- [PROBLEM TO SOLVE]
Transcribe precisely those lines of the listing that fall between the line containing "of the lamp" and the last line, inclusive of both.

- [RECORDS FOR THE EXERCISE]
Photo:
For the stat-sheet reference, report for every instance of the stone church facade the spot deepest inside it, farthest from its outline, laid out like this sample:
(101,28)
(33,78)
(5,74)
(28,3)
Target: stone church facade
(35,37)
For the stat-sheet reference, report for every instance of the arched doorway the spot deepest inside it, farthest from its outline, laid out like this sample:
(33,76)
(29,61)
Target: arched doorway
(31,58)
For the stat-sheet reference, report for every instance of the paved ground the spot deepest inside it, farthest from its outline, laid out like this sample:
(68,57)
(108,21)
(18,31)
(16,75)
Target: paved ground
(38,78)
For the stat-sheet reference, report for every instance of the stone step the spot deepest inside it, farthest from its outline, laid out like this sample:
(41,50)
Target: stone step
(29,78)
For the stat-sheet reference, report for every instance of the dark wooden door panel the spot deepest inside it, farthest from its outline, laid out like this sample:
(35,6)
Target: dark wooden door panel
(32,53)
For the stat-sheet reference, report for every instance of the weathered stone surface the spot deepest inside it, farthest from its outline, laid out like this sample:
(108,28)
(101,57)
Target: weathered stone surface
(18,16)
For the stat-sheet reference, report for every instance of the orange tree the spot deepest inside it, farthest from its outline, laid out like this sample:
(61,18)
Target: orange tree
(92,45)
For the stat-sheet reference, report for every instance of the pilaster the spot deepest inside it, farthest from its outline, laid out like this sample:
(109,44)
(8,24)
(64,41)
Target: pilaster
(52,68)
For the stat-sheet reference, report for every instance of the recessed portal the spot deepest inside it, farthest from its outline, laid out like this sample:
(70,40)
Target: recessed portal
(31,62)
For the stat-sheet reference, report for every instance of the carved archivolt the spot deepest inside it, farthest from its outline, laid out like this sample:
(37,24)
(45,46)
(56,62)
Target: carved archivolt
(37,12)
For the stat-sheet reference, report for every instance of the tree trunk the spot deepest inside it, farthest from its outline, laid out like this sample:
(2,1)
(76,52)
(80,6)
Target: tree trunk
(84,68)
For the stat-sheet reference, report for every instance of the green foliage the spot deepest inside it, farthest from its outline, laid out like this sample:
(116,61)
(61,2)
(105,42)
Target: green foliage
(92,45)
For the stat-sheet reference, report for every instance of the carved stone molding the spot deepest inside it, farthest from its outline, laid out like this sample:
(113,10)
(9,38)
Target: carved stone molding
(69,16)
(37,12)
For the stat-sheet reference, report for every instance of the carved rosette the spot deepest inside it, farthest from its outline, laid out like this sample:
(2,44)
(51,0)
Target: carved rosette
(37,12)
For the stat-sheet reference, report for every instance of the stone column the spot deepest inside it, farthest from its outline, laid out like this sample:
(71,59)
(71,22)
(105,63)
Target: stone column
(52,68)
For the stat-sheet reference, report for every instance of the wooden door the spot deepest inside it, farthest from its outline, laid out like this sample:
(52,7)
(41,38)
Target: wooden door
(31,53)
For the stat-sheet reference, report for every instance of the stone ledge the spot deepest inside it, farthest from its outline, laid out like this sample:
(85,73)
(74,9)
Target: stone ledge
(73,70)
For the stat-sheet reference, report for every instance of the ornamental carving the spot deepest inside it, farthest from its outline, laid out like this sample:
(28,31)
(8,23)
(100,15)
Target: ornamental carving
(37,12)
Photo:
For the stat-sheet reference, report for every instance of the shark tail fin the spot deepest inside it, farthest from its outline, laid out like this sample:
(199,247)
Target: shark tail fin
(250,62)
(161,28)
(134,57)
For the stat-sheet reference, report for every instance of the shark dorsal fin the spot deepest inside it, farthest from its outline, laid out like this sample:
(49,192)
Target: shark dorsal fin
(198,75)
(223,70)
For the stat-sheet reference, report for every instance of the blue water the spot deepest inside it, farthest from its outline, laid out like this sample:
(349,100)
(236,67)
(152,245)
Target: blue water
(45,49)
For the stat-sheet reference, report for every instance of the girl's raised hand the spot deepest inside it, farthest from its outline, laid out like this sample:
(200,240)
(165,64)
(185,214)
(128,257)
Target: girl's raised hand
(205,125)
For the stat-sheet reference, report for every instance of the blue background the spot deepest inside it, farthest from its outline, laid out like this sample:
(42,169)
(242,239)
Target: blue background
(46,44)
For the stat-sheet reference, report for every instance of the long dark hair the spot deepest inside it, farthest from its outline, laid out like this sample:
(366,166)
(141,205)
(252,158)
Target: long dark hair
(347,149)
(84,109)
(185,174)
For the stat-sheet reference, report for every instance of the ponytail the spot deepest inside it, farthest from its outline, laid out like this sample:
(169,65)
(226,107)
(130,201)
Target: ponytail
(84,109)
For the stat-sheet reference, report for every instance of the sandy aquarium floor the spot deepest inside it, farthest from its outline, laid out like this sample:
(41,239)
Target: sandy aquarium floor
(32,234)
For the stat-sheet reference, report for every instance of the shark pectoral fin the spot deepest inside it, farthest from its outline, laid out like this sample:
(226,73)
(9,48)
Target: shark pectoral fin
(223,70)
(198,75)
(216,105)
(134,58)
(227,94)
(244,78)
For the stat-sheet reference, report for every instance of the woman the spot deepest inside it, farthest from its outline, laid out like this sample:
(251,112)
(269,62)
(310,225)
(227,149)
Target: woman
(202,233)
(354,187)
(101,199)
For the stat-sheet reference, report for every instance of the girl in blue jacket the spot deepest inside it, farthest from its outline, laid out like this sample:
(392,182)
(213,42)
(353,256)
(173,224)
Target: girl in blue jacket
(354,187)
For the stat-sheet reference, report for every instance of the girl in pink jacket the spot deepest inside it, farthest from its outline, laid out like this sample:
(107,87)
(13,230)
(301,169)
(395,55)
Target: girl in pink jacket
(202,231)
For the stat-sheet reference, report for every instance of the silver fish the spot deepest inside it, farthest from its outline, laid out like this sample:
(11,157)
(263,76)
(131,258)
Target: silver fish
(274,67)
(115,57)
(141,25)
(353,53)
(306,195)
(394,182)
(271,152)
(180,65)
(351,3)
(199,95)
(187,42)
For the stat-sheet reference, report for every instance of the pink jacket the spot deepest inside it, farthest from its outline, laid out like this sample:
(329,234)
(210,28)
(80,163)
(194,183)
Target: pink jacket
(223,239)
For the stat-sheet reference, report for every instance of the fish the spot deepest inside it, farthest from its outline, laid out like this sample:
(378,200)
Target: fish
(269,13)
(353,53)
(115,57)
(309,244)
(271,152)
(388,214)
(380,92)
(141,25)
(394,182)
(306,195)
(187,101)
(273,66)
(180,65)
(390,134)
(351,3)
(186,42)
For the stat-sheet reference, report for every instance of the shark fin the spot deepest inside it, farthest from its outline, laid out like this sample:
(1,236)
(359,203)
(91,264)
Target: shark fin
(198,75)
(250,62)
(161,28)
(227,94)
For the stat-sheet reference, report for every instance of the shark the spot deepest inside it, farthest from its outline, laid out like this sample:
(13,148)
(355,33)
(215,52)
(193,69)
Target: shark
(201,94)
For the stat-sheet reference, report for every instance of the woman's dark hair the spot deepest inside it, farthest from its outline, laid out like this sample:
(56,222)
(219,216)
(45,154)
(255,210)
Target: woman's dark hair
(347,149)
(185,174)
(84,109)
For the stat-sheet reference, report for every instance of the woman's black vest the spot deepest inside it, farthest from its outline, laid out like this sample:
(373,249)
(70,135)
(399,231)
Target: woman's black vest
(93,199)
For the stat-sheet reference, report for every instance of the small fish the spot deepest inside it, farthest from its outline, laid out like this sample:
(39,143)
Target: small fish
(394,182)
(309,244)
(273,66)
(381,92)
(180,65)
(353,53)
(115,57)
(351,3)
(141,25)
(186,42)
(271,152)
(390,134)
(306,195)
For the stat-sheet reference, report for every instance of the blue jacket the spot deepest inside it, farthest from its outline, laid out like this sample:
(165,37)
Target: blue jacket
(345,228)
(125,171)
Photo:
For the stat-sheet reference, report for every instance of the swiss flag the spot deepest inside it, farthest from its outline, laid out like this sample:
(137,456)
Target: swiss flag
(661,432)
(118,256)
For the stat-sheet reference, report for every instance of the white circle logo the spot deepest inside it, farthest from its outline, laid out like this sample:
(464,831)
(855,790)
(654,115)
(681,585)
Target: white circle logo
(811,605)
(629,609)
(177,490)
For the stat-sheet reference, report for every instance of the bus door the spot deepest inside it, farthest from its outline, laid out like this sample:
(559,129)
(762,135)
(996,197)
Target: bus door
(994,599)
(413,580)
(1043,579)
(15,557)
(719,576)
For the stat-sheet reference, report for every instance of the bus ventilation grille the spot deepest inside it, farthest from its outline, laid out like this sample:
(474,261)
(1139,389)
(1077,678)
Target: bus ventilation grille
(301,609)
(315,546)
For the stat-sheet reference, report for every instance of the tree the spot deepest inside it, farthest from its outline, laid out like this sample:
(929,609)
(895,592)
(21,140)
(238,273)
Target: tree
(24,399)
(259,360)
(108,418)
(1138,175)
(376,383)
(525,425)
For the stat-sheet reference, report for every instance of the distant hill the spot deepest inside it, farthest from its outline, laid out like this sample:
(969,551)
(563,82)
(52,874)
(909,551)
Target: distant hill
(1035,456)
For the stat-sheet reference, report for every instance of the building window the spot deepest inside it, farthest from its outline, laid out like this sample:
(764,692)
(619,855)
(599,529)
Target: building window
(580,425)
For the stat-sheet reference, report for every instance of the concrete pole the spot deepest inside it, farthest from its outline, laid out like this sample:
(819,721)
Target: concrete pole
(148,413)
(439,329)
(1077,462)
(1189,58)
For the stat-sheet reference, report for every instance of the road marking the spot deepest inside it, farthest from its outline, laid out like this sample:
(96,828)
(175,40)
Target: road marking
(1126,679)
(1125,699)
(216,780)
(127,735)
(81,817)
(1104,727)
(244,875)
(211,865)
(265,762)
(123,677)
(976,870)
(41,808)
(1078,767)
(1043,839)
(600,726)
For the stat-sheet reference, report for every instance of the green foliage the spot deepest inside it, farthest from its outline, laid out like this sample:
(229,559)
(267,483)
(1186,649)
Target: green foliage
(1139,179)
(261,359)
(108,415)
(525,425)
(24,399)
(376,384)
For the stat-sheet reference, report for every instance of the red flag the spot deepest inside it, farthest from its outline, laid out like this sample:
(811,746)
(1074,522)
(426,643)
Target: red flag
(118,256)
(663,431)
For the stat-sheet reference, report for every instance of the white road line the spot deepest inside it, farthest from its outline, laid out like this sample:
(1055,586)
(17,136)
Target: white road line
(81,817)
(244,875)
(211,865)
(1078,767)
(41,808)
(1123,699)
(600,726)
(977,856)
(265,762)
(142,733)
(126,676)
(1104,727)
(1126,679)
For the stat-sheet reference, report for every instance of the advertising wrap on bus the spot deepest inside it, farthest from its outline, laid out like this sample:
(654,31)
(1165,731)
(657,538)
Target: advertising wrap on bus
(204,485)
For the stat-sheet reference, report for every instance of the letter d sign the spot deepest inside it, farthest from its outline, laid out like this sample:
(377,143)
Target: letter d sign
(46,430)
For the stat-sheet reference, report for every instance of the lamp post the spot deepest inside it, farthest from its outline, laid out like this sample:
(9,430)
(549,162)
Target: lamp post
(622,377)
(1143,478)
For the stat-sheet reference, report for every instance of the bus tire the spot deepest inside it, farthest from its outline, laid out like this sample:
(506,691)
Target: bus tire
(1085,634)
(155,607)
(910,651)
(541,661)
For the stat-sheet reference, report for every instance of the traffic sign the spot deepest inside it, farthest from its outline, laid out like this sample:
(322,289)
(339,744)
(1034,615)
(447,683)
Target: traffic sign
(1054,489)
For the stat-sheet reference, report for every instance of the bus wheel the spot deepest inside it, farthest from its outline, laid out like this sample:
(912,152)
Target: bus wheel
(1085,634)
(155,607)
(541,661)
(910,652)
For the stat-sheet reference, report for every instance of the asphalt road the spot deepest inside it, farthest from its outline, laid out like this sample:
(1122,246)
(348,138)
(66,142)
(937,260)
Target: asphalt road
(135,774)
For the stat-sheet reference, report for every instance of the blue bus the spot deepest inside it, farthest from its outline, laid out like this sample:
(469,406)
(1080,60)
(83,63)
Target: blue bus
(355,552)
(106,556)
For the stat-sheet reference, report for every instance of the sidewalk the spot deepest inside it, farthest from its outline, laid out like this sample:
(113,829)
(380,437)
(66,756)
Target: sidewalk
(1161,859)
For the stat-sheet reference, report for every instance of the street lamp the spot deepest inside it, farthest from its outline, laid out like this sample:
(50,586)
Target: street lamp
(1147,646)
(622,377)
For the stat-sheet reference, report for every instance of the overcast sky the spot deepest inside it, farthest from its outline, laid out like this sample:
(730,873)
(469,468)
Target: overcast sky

- [RESPONSE]
For the stat-sheet reference, report for every instance of the lamp post the spot deepest inside it, farthest from its outline, laid out like this sample:
(9,430)
(549,162)
Target: lamp post
(622,377)
(1143,478)
For the stat-sheet reference, report for every instance of the bus tire the spot deepest inside it, farthest from its outline, laid out like this sample:
(506,691)
Target: bus tire
(1085,634)
(155,607)
(910,651)
(541,661)
For the stat-sheet reference, report for every instance of the traffic sign the spot deepest inside it, farthest from its outline, laid out like this sample:
(322,289)
(339,744)
(1034,615)
(447,683)
Target: traffic sign
(1054,489)
For the stat-sheet reference, report for every instance of the bus wheel the spot deepest inside it, farthest from its outline, laid out like this sample:
(912,152)
Target: bus wheel
(1085,634)
(155,607)
(541,661)
(910,652)
For the stat-sheet reference, report for every instance of the asphalt road the spot deepest inside it, farthest from its outline, laid out like this sample:
(1122,246)
(348,138)
(66,142)
(937,260)
Target: asphalt road
(135,774)
For the stat-sheet reference, report for every instance of the blue bus the spot deepest inside it, farthest from its outline, laid out like this sample:
(469,406)
(1080,60)
(83,63)
Target: blue bus
(355,552)
(106,556)
For the stat-sheet reference, report for every instance of the sidewalk the spot deepest inside it, farthest from its outline, laid out like this sample:
(113,829)
(380,437)
(66,756)
Target: sidewalk
(1161,859)
For the stat-sheet reference, report for every instance of the street lamp the spot deepest inside it, farthest from its outline, laid out like this sample:
(50,586)
Target: street lamp
(1147,646)
(622,377)
For the stat-sheet reference, report for every instance of the overcast sky the spot deepest inside it, farthest from its outline, laid out like this sample:
(730,873)
(469,468)
Target: overcast sky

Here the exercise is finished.